The response should consist of the records, reproduced exactly.

[Opening SUPPLIED DATA section]

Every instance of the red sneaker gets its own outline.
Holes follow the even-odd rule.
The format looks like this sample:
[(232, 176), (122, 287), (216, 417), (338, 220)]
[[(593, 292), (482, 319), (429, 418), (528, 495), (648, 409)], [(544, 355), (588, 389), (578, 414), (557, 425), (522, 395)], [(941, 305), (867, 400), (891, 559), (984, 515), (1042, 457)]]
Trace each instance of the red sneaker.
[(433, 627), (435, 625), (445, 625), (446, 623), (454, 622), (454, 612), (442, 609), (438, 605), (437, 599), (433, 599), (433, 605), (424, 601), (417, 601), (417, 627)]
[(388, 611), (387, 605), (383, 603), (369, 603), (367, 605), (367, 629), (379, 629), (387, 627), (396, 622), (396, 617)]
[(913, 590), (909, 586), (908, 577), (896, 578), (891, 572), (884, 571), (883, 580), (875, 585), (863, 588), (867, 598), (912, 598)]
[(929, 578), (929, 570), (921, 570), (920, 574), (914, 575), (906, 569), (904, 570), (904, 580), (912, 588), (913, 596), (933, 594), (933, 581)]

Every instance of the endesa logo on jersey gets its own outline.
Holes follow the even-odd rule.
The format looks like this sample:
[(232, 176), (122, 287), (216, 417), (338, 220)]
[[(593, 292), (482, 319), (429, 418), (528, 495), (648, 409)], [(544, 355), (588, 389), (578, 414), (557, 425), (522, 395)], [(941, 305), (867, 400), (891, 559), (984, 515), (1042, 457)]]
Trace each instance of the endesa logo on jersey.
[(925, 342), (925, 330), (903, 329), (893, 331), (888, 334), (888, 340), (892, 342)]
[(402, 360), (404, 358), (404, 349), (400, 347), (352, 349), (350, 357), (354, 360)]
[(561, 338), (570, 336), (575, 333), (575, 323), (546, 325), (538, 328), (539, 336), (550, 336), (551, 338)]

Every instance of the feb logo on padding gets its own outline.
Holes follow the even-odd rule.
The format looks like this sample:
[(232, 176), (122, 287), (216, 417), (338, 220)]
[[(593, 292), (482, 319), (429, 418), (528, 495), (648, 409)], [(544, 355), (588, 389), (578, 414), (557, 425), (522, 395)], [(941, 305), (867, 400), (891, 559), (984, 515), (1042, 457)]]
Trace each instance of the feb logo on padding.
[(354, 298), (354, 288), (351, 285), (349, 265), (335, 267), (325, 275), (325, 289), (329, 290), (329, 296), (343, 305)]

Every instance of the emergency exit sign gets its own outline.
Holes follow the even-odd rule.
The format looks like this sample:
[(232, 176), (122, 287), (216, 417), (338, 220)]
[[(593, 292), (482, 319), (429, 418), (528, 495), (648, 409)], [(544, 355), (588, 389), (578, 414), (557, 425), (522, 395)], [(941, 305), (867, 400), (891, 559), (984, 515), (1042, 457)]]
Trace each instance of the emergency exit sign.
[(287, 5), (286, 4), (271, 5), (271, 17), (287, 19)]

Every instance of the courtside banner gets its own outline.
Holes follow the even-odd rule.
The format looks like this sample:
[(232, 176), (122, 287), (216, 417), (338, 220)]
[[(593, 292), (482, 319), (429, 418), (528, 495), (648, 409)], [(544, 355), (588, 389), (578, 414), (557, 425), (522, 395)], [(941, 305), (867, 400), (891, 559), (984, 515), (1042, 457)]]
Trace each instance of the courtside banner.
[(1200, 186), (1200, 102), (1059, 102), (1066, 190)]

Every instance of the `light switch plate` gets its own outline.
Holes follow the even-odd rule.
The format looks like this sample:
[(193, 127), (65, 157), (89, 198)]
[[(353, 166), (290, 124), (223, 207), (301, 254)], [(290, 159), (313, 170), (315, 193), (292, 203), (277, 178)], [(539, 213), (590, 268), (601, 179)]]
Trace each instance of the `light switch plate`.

[Closing SUPPLIED DATA section]

_YOUR SOLUTION_:
Every instance of the red sneaker gets its own outline.
Holes follow the even-odd rule.
The format looks like this sample:
[(232, 176), (122, 287), (216, 417), (338, 220)]
[[(593, 292), (482, 319), (429, 418), (528, 495), (648, 409)], [(544, 355), (588, 389), (578, 414), (557, 425), (522, 395)], [(941, 305), (867, 400), (891, 559), (984, 515), (1042, 457)]]
Trace each instance of the red sneaker.
[(433, 627), (435, 625), (445, 625), (446, 623), (454, 622), (454, 612), (442, 609), (438, 605), (437, 599), (433, 599), (433, 605), (424, 601), (417, 601), (417, 627)]
[(388, 611), (387, 605), (383, 603), (369, 603), (367, 605), (367, 629), (379, 629), (387, 627), (396, 622), (396, 617)]
[(913, 590), (909, 586), (908, 577), (896, 578), (891, 572), (884, 571), (883, 580), (875, 585), (863, 588), (867, 598), (912, 598)]
[(929, 578), (929, 570), (921, 570), (920, 574), (914, 575), (906, 569), (904, 570), (904, 580), (912, 588), (913, 596), (933, 594), (933, 581)]

Every instance of the endesa logo on jersey gets its own outline.
Holes follow the even-odd rule.
The format looks like this sample:
[(232, 176), (122, 287), (216, 417), (338, 220)]
[[(593, 292), (482, 319), (429, 418), (528, 495), (648, 409)], [(544, 355), (588, 389), (578, 414), (557, 425), (522, 395)], [(941, 305), (867, 400), (891, 559), (984, 515), (1042, 457)]]
Trace each instance of the endesa logo on jersey.
[(925, 342), (925, 330), (903, 329), (893, 331), (888, 334), (888, 340), (892, 342)]
[(402, 360), (404, 358), (404, 349), (400, 347), (352, 349), (350, 357), (354, 360)]
[(561, 338), (570, 336), (575, 333), (575, 323), (546, 325), (538, 328), (539, 336), (550, 336), (551, 338)]

Every instance of the feb logo on padding gets its own outline.
Holes follow the even-odd rule.
The format looks like this sample:
[(232, 176), (122, 287), (216, 417), (338, 220)]
[[(593, 292), (482, 319), (429, 418), (528, 495), (648, 409)], [(544, 355), (588, 389), (578, 414), (557, 425), (522, 395)], [(941, 305), (867, 400), (891, 559), (984, 515), (1042, 457)]]
Trace each instance of the feb logo on padding.
[(354, 298), (354, 288), (351, 285), (349, 265), (335, 267), (325, 275), (325, 289), (329, 290), (329, 296), (343, 305)]

Every instance of the emergency exit sign gets its own outline.
Holes follow the even-odd rule.
The format looks like this sample:
[(232, 176), (122, 287), (216, 417), (338, 220)]
[[(593, 292), (482, 319), (429, 418), (528, 495), (648, 409)], [(544, 355), (588, 389), (578, 414), (557, 425), (522, 395)], [(941, 305), (867, 400), (891, 559), (984, 515), (1042, 457)]]
Trace each instance of the emergency exit sign.
[(287, 5), (286, 4), (271, 5), (271, 17), (287, 19)]

Every instance of the courtside banner gets its own outline.
Holes follow the even-odd rule.
The format looks like this sample:
[(232, 176), (122, 287), (216, 417), (338, 220)]
[[(593, 292), (482, 319), (429, 418), (528, 495), (648, 409)], [(544, 355), (588, 389), (578, 414), (557, 425), (522, 395)], [(941, 305), (867, 400), (891, 559), (984, 515), (1042, 457)]]
Trace each instance of the courtside banner.
[(1200, 186), (1200, 102), (1059, 102), (1066, 190)]

Every instance of the `light switch plate` gets its own outline.
Holes follow the even-odd rule.
The format looks like this sample:
[(193, 127), (65, 157), (89, 198)]
[[(353, 166), (290, 124), (223, 207), (301, 254)], [(290, 159), (313, 170), (315, 193), (292, 203), (277, 178)], [(539, 213), (590, 268), (601, 179)]]
Trace each instance of the `light switch plate`.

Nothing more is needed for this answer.